_What is being asked_
Work out how many lines of the listing hold the string "white". Answer with that number alone.

══════════

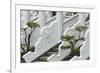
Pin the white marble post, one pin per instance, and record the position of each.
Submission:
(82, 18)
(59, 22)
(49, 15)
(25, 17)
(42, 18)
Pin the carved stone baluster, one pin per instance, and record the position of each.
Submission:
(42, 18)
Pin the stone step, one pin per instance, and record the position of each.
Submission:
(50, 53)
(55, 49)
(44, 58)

══════════

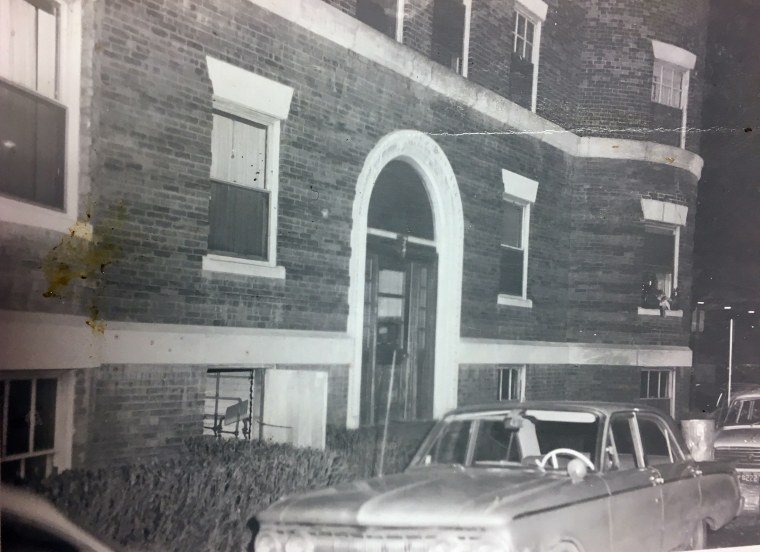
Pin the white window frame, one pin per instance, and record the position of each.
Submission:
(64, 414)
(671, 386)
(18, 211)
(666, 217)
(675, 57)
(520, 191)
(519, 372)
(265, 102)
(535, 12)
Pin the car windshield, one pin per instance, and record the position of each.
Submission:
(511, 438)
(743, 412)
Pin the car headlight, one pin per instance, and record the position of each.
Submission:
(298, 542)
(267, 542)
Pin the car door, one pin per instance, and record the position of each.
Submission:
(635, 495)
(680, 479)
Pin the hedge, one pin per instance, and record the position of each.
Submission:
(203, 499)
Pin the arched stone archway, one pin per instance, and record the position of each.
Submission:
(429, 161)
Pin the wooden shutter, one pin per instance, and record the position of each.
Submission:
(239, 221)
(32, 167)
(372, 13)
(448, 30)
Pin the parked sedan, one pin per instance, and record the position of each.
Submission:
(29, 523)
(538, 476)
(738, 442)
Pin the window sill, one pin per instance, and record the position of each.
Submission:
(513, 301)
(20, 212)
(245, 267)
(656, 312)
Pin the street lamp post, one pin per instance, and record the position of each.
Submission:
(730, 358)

══════════

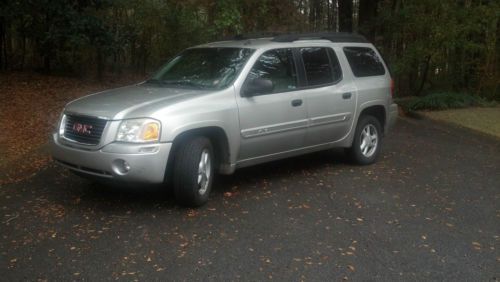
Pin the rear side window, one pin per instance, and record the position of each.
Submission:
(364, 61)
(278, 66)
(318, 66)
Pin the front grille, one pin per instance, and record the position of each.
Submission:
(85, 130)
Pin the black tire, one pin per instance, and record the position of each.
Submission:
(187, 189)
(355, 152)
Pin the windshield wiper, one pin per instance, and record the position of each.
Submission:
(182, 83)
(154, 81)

══════════

_Answer to the exercise_
2